- _Extrait fourni_:
Elle interpelle le visiteur au sujet du tableau naïf. Est ce que ce sont vraiment des vrais naïfs ? Qu’est ce que l’art naïf ? Je suis persuadé que la plupart des tableaux ne sont pas du tout naïfs. C’est le terme qui finalement s’est imposé.

Au début des années 30, Wilhelm Uhde, le grand critique et collectionneur allemand les a qualifié de « primitifs modernes ». Beaucoup mieux, car cela les met en rapport avec les peintres de la pré-Renaissance qui n’inscrivaient pas leurs scènes, leurs personnages dans les lois de la perspective. C’est un des traits que partagent tous ces artistes.

- _Données fournies_:
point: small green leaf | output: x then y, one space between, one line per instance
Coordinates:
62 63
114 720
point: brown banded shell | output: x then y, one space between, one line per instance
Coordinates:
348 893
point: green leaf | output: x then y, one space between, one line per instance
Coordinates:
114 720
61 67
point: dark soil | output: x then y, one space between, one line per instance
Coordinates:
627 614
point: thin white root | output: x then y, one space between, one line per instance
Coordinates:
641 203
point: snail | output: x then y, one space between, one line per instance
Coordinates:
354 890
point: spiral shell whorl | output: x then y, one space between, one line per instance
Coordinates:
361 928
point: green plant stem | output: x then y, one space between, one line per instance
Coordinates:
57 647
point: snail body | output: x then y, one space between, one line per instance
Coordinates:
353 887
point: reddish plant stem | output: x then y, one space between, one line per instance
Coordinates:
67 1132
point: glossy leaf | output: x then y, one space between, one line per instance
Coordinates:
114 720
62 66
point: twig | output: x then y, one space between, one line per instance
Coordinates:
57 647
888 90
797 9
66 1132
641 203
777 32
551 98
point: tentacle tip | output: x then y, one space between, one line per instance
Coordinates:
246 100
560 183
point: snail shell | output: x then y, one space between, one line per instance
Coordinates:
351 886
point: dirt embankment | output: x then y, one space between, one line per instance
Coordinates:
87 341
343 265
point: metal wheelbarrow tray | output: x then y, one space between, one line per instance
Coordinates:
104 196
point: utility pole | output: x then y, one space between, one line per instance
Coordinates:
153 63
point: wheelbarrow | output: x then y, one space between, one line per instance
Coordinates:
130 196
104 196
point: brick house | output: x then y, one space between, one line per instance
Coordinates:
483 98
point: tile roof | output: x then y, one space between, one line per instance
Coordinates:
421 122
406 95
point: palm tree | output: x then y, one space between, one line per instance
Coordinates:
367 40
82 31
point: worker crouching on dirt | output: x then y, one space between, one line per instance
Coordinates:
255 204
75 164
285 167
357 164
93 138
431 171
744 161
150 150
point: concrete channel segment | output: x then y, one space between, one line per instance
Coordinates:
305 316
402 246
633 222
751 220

- _Consignes_:
a: Dans l'extrait sur l'art naïf, relevez chaque emploi de « naïf » ou « naïfs » avec le mot qui le précède.
b: Recopiez l'extrait sur l'art naïf de « Au début des » à « tous ces artistes. ».
c: Écrivez la suite de l'extrait sur l'art naïf, là où il s'arrête.
Les données ne servent à rien ici.

- _Réponses_:
a: tableau naïf ; vrais naïfs ; art naïf ; tout naïfs

b:
Au début des années 30, Wilhelm Uhde, le grand critique et collectionneur allemand les a qualifié de « primitifs modernes ». Beaucoup mieux, car cela les met en rapport avec les peintres de la pré-Renaissance qui n’inscrivaient pas leurs scènes, leurs personnages dans les lois de la perspective. C’est un des traits que partagent tous ces artistes.

c:
Le Douanier Rousseau, le seul qui soit vraiment célèbre dans le monde entier, est comme un ange titulaire qui survole le reste des artistes « naïfs ». Les autres comme Bauchant, Bombois, Desnos, Ève, Louis, Rimbert, Peyronnet et Vivin .. personne ne se souvient d’eux. Et là vous allez les découvrir. Dans cette grande exposition qui compte 103 œuvres.  Parmi mes artistes préférés, Peyronnet, qui a seulement peint une trentaine de tableaux et l’on peut en voir ici presque la moitié. Ses marines sont surprenants. L’ouvre d’André Bauchant est incroyable.Et chez le Douanier Rousseau, ne manquez pas son autoportrait et le portrait de sa femme qui appartenaient à Picasso et étaient accrochés dans.. sa chambre !  »

Infos pratiques :

Musée Maillol, 61 rue de Grenelle, 
75007 Paris. 
Tél : +33(0)1 42 22 57 25.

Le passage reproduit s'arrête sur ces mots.